練習問題 —
(a) 交通事故の後遺症を扱った課題文にある「局部の神経症状については,後遺障害等級の12級か14級に該当する可能性があります。」という一文を英語に翻訳してください。
(b) 交通事故の後遺症を扱った課題文を、その最後の文に続けて書き進めてください。

課題文 —
------------------------------------------------------------

交通事故で鞭打ちになった,手足にしびれがある,背中が痛む,などのご相談はよくあります。
このような神経症状も後遺症と認められるのでしょうか。
答えは,「認められるときもあるし,認められないときもある」です。
(そりゃそうだろ,という声が聞こえました)
局部の神経症状については,後遺障害等級の12級か14級に該当する可能性があります。
12級と認められるのは「神経系統の障害が他覚的に証明される場合」とされ,要するにレントゲンとか,CTとか,MRIの検査結果により,異常所見が得られるケースです。
14級と認められるのは,「神経系統の障害の存在が医学的に説明可能な場合」とされ,要するに異常所見はないけれど現在の症状が事故により体に生じた異常によって発生していると説明可能なケースです。
つまり,検査の結果特に異常がなく,しかもなぜ痛いのかについてお医者さんにもよく分からないケースでは,後遺症の認定は下りないということになります。
そんなこと言ったって事故前は何ともなかったのに,事故にあってから痛くなったんだから事故のせいに決まってるでしょ。と言いたいのですが,痛みというものは本人にしか分からず,痛くもないのに痛い痛いと騒ぐ不逞の輩も少なからぬ世の中では,何らかの医学的証明がなければ後遺症の認定はされないのです。
また大変残念なことに,日本医師会と日本弁護士連合会は特に仲が良いわけでもないため,医師と弁護士との間で認識の共通化がなされておらず,弁護士がやってほしいと思う検査を,事故直後に診察したお医者さんがやっておられないことがままあります。
事故から時間がたってから痛みが起きることも珍しくないのですが,患者が痛いとも言わないうちに精密検査をするお医者さんはおられません。後になって検査しても,その結果が事故のせいなのかどうか,よく分からないということになってしまいます。

------------------------------------------------------------

提供資料 —
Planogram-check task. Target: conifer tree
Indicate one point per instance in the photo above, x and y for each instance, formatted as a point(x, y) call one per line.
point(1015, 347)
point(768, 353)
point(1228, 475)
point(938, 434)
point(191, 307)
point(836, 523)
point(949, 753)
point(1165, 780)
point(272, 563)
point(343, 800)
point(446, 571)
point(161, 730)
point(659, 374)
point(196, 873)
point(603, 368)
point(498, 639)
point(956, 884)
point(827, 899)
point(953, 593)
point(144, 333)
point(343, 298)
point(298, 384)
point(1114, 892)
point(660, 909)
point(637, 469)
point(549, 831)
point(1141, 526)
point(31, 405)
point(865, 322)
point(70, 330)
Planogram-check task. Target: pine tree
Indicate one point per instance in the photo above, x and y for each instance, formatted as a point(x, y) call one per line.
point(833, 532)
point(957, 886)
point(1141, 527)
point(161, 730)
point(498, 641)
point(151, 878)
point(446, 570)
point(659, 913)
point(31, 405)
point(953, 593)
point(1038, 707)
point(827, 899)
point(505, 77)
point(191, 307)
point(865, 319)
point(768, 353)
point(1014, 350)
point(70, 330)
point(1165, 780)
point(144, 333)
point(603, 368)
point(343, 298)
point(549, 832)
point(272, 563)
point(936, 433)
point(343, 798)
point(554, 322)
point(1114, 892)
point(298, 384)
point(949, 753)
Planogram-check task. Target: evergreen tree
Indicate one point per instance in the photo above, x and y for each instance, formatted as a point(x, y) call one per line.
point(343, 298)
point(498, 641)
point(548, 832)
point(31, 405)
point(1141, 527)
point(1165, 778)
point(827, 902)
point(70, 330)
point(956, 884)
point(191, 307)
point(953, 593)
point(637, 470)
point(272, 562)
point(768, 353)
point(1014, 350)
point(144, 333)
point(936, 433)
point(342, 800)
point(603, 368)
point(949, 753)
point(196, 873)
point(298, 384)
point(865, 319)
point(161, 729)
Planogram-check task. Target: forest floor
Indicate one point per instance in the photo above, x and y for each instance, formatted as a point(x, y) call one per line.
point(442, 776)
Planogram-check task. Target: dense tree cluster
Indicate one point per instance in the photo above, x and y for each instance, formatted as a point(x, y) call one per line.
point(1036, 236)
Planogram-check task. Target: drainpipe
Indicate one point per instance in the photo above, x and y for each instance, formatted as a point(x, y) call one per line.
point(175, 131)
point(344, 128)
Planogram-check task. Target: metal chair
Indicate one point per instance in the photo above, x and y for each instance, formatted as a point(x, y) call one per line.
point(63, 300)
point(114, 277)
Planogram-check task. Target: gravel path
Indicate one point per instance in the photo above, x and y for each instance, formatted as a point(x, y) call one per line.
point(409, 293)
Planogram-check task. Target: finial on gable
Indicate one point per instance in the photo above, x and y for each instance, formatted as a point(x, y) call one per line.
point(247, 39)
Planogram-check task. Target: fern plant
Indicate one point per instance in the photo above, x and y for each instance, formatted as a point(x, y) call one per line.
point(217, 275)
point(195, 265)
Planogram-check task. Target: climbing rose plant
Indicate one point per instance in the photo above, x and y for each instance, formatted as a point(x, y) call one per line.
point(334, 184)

------------------------------------------------------------

練習問題の解答 —
(a) Localized neurological symptoms may qualify for Grade 12 or Grade 14 of the aftereffect disability grades.

(b)
では日々2000件もの交通事故が発生する日本国において生活する我々は,どのようにわが身を守ればよいのでしょうか。
無用に出歩かない・上下前後左右に細心の注意を払って行動するなどの不断の努力にもかかわらず,不幸にも交通事故にあってしまったら,意識を失う前に救急隊員の腕にすがり,
「頭も痛いし首も痛いし,こ・腰も痛い・・・。レントゲンと・・・し・CTと・・・MRIと・・・できたら脳波検査と筋電図検査もお願いします・・・」
と伝えてから意識を失うように心がけましょう。
そしてさらに不幸にも神経症状が出てしまった場合には,お医者さんに,「他覚的所見はあるのか」「ないなら,医学的に説明可能な痛みかどうか」をお尋ねになり,その内容を診断書に記載して頂くようにお願いする必要があります。
うーん前半は現実的には難しいですね。「交通事故の場合には最低限これだけの検査は行う」というマニュアル化がなされると安心なのですが。
それより車の安全性がもっと高まるといいですね。車の性能上時速60キロくらいまでしか出ないようにするとか,車をマシュマロ状の材料で作るとか(速度を出さなくていいなら可能では?問題は雨で溶けないようにすることですね),進行方向の信号が黄色になったら自動的にブレーキがかかるなんてどうでしょう?